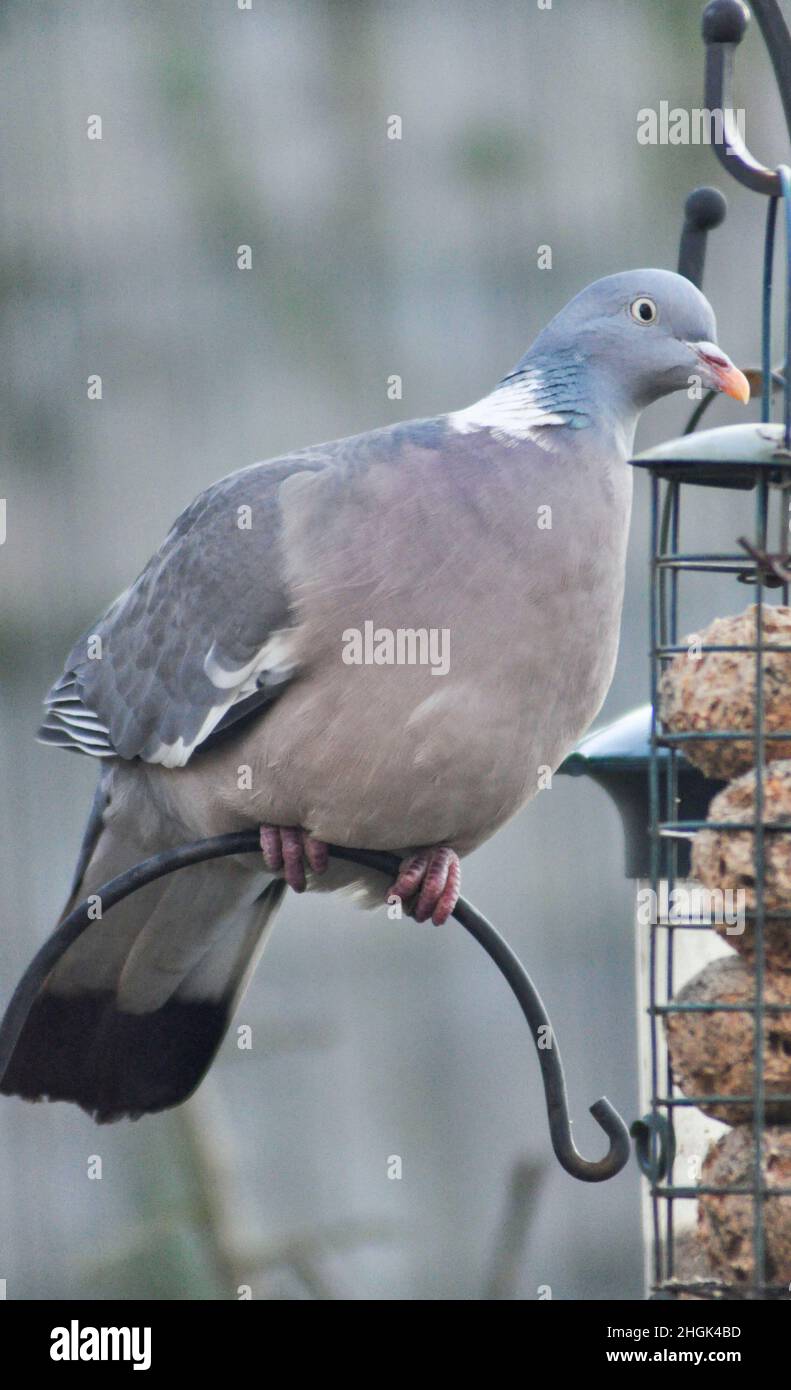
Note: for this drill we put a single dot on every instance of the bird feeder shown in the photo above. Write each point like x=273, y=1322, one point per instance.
x=715, y=1034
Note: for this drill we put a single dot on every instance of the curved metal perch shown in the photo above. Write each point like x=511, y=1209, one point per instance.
x=246, y=841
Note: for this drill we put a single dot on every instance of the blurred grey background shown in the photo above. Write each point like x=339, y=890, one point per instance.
x=224, y=127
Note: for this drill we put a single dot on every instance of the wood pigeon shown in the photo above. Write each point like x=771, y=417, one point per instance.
x=382, y=642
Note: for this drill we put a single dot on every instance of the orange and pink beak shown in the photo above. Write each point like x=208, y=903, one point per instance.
x=719, y=373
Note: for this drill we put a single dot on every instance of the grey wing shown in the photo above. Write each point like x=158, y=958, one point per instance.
x=195, y=642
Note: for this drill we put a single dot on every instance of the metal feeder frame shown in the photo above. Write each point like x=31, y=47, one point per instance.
x=769, y=477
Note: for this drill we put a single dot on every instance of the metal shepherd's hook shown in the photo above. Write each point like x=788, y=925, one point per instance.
x=246, y=841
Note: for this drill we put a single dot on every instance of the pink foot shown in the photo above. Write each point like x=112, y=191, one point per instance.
x=285, y=848
x=435, y=877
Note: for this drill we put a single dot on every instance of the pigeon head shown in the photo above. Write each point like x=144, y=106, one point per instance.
x=641, y=335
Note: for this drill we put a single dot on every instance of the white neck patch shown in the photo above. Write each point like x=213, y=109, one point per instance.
x=512, y=412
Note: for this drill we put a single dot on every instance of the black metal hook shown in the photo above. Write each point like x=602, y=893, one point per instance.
x=704, y=210
x=246, y=841
x=724, y=24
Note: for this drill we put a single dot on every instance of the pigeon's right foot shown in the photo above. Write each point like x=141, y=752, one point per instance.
x=285, y=848
x=428, y=884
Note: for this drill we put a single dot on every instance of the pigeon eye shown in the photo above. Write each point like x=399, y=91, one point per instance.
x=644, y=310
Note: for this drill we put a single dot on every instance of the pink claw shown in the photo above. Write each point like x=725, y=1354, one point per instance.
x=435, y=876
x=285, y=848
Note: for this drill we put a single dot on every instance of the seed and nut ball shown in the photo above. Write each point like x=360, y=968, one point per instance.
x=726, y=1222
x=712, y=1054
x=716, y=691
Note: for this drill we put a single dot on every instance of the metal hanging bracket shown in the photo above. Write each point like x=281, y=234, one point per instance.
x=724, y=24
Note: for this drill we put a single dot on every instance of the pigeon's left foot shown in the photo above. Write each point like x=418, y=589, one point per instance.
x=431, y=879
x=285, y=848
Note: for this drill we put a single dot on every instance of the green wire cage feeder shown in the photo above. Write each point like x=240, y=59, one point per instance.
x=715, y=1032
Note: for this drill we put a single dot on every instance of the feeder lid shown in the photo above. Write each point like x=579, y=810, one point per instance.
x=727, y=458
x=623, y=745
x=617, y=759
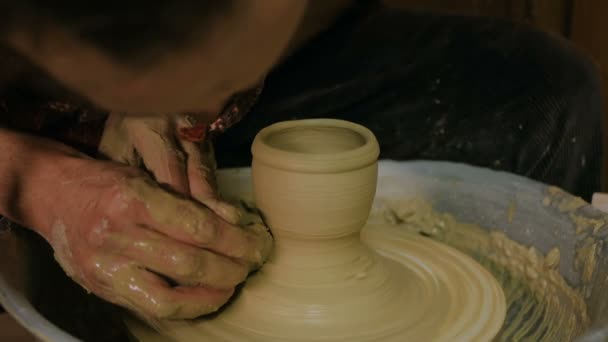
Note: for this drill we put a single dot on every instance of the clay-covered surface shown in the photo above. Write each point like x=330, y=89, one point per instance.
x=567, y=235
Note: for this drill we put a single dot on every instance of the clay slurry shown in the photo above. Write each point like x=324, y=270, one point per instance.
x=326, y=283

Task brief
Return verbatim every line from the line containing "y=234, one point per instance." to the last line of the entries above, inclusive, and leave out the pictures.

Reply
Note: for this drill we put a single dot on every instance of the metal hanging bracket shown in the photo above. Write each point like x=281, y=234, one point per instance.
x=724, y=24
Note: for this drill we put a single dot on every instance of the pigeon's left foot shown in the photo above. Write each point like x=418, y=589, one point per instance.
x=431, y=879
x=285, y=848
Note: for this drill we put a single dot on every instance of the green wire cage feeder shown in the photo above. Write each point like x=240, y=59, one point per instance.
x=715, y=1032
Note: for this drill we put a single dot on every instance of the feeder lid shown in the photo above. Write each point like x=579, y=810, one point per instance.
x=727, y=458
x=623, y=745
x=617, y=759
Note: for this drill we put a single dot on every instance of the clay-covered surface shown in the photo above. Write each point like x=330, y=89, one point per instance.
x=567, y=235
Note: for this drill we put a single dot on every instance of the clay slurry shown in the photo above. Write each point like x=324, y=270, one point per instance.
x=326, y=283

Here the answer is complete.